THE INPUT:
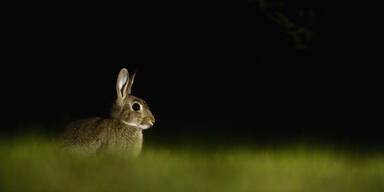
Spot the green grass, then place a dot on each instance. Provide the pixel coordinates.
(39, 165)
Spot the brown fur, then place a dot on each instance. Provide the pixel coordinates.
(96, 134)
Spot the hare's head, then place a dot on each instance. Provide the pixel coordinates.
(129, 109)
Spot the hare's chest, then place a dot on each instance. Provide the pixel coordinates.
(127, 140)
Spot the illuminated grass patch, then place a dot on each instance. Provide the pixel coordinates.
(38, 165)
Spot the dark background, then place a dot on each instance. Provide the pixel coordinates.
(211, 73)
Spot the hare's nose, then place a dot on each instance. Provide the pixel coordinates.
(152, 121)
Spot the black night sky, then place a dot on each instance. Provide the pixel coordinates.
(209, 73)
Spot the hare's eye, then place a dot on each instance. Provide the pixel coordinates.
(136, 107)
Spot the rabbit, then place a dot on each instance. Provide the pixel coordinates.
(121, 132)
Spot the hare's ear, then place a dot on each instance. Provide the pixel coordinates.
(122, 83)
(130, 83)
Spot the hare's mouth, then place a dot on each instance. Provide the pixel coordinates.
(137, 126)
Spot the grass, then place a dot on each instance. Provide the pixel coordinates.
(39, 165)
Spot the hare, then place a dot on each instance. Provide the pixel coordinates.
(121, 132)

...

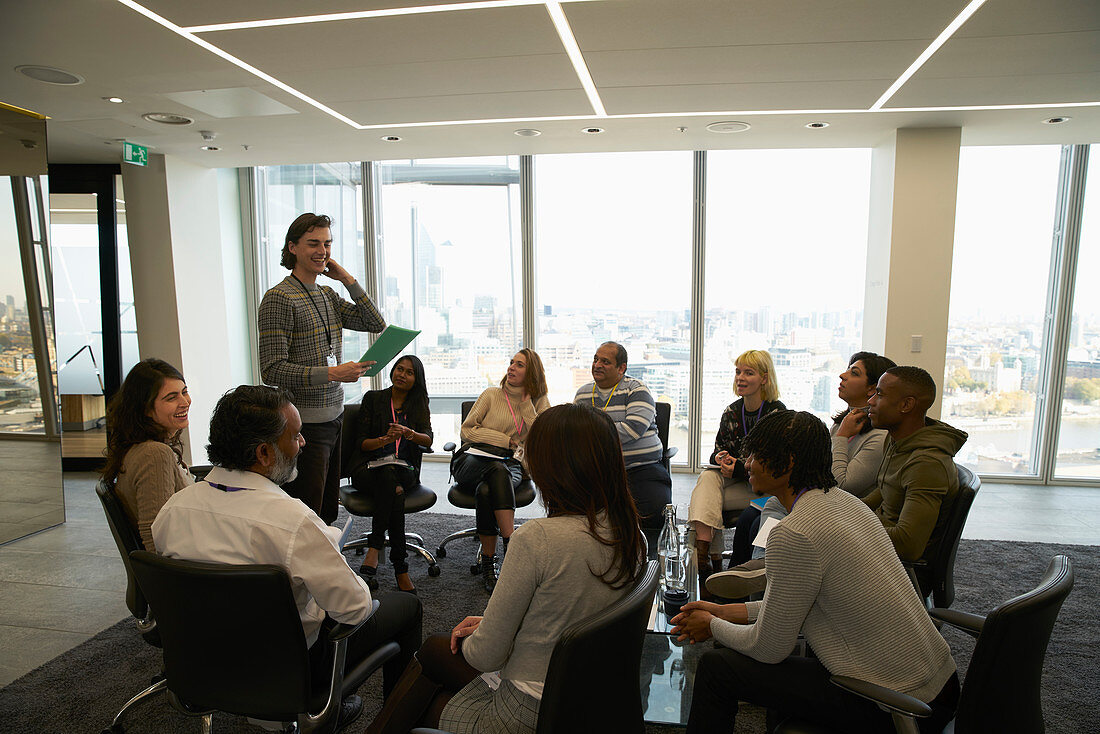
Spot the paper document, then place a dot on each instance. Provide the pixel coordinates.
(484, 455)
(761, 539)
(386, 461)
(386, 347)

==

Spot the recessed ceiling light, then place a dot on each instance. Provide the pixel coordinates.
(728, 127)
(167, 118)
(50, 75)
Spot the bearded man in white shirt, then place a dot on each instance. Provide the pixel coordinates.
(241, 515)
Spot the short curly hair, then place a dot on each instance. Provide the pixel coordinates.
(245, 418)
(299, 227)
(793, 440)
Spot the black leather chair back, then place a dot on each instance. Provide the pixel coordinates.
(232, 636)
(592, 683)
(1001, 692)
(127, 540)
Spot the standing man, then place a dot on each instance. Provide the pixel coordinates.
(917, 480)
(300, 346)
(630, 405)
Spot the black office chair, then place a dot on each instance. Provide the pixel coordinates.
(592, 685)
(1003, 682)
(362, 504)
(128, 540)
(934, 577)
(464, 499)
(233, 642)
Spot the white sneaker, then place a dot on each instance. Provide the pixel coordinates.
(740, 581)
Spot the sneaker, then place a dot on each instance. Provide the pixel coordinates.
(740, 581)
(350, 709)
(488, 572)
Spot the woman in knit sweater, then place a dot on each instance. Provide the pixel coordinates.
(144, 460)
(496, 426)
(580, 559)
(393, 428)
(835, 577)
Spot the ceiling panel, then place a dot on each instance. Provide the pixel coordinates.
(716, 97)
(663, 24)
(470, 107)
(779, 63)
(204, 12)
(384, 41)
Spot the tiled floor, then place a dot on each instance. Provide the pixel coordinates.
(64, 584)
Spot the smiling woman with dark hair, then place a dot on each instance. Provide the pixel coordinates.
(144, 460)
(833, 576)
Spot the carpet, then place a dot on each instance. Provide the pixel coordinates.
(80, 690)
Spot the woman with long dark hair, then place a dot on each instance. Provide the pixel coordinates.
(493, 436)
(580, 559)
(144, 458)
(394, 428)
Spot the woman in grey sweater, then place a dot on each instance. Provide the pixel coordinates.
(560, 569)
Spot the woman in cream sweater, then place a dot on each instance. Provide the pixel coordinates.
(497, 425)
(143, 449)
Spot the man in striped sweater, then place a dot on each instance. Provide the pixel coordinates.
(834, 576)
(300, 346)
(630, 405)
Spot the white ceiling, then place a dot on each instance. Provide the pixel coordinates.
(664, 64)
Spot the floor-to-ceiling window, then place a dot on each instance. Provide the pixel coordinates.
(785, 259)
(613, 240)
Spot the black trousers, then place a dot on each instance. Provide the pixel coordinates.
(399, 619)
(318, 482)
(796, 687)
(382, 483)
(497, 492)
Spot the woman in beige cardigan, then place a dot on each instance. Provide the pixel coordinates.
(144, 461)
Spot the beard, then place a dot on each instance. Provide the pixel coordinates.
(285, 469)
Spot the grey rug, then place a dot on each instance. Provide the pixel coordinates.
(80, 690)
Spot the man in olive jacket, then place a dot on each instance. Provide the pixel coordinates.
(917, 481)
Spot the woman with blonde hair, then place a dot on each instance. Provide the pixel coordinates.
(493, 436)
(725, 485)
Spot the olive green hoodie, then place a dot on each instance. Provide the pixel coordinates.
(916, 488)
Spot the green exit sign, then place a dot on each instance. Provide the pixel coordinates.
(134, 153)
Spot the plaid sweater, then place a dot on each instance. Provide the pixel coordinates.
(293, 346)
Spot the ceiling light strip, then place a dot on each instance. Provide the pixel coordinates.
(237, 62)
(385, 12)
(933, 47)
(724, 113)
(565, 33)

REQUIREMENT: Report how many lines in the rows above contain the string "grey", counting only matches with the same case. Give the number alone.

FULL OUTPUT: 2